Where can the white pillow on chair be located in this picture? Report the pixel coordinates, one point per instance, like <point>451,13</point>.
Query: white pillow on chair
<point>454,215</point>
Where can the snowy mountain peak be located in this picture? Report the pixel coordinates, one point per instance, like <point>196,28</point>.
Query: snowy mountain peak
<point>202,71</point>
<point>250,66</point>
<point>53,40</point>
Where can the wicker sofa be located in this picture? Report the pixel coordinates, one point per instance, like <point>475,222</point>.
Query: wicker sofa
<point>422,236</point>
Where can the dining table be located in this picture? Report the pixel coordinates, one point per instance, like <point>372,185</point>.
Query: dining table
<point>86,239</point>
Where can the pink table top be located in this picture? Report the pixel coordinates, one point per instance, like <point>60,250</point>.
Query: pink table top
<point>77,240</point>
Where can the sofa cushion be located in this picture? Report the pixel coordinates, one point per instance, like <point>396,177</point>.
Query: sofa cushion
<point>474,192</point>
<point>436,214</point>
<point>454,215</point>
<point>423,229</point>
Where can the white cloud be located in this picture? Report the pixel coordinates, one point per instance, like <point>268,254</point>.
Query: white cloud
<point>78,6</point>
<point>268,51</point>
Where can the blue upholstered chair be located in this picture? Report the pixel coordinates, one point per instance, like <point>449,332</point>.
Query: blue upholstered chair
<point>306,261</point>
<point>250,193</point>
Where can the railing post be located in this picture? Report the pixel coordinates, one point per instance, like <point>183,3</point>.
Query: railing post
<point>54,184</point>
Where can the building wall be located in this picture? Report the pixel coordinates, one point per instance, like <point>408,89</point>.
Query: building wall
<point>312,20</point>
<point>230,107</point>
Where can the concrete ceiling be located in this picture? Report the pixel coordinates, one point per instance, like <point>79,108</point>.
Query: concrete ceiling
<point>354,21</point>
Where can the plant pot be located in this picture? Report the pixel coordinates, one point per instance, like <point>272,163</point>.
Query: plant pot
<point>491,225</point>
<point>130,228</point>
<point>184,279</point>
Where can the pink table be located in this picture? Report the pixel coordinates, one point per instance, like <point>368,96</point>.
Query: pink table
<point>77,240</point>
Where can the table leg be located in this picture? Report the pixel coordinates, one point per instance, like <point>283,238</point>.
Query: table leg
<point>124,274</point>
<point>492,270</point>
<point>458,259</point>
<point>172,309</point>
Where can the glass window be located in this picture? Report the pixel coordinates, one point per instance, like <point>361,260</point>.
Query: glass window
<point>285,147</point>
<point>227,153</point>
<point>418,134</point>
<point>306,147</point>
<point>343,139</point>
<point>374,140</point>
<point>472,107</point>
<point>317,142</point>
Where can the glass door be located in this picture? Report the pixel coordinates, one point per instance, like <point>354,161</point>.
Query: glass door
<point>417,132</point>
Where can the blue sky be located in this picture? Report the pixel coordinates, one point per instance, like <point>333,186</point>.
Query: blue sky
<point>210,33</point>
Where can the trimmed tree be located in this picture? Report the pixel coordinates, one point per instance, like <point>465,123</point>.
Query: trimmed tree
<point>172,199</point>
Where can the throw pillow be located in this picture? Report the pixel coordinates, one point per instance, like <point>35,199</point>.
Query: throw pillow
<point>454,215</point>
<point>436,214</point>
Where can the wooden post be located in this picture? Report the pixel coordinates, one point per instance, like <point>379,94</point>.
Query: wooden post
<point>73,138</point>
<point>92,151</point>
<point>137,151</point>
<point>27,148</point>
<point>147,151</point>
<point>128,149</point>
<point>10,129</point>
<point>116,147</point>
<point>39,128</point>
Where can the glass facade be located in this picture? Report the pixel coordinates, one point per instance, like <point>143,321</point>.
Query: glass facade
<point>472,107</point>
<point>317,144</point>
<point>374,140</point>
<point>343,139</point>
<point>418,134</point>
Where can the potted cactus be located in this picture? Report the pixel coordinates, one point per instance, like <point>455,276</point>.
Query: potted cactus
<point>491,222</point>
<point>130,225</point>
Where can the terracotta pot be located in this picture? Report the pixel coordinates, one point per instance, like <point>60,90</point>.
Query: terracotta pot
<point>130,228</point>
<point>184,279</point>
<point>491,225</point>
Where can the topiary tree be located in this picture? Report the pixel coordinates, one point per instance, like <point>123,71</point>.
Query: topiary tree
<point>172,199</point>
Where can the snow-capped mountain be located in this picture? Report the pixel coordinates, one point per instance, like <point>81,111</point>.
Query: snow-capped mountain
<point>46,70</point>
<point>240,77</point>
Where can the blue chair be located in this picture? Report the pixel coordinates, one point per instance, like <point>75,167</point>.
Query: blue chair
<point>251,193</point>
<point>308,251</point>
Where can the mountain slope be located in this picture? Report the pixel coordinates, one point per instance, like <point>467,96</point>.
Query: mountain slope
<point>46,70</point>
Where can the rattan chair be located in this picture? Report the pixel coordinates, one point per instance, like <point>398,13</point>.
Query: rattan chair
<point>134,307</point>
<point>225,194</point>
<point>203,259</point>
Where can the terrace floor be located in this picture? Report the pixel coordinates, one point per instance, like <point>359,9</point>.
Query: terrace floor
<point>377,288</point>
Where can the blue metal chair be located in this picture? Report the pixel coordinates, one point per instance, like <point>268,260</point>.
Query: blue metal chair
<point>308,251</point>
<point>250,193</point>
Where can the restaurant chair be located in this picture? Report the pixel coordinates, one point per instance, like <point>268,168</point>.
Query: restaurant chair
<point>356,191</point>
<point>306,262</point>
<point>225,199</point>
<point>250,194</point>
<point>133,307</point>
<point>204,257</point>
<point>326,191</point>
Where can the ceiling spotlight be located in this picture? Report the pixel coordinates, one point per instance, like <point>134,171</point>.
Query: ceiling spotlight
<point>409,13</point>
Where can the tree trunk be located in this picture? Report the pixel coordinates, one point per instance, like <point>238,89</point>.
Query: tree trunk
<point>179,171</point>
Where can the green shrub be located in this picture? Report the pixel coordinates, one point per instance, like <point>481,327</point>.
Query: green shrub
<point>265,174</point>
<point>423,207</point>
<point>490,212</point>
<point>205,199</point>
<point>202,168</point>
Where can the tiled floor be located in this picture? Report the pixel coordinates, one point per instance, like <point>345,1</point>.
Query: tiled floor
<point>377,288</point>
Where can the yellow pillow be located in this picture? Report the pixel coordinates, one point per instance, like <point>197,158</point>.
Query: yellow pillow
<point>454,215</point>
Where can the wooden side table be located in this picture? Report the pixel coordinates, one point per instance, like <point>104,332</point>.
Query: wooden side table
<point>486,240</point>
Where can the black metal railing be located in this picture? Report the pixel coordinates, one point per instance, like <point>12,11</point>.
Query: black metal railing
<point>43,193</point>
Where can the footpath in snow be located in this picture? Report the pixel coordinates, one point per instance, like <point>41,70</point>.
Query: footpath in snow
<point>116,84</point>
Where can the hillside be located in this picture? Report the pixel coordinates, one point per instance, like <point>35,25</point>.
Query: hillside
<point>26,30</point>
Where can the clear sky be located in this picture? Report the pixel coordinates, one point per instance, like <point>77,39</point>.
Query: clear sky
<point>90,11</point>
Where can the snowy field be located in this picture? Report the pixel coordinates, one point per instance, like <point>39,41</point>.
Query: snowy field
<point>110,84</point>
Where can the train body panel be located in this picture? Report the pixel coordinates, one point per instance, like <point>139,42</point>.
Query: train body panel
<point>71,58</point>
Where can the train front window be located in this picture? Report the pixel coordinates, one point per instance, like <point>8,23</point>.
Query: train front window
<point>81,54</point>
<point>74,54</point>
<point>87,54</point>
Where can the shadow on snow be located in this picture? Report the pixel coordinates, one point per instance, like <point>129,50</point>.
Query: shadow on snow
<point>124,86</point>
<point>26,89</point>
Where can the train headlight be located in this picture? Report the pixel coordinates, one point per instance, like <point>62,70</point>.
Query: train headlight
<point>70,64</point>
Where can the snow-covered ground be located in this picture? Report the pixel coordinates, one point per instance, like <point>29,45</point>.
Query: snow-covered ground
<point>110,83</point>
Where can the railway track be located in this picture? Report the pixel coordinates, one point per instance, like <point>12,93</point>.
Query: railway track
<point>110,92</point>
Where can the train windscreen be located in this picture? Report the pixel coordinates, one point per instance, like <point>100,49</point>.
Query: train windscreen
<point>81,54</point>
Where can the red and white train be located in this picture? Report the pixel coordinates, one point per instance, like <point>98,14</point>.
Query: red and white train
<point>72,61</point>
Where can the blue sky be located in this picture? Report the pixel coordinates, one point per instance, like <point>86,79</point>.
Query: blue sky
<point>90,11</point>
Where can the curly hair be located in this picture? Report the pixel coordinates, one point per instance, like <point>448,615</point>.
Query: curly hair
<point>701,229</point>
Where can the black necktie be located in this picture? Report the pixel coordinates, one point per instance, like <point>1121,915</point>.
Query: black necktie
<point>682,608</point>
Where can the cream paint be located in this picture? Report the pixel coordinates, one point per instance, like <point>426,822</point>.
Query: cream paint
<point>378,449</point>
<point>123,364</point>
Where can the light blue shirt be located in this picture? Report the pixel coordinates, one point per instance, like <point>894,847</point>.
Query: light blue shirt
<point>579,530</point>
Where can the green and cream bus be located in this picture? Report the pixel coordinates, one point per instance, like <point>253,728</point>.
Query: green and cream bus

● ● ● ● ●

DIRECTION: Reproduce verbatim the lines of the data above, starting with the line that contains "Where can the train front" and continuing through the line that contains "<point>70,64</point>", with both of those lines included.

COMPLETED EXERCISE:
Where can the train front window be located in this picture? Report the pixel coordinates, one point per instance, like <point>8,23</point>.
Query: train front window
<point>81,54</point>
<point>74,54</point>
<point>87,54</point>
Where can the shadow on snow be located in this picture? Report the pixel coordinates, one point per instance, like <point>129,50</point>.
Query: shadow on snow
<point>124,86</point>
<point>26,89</point>
Where can the train headlight be located in this picture? Report the pixel coordinates, one point per instance, like <point>62,70</point>.
Query: train headlight
<point>70,64</point>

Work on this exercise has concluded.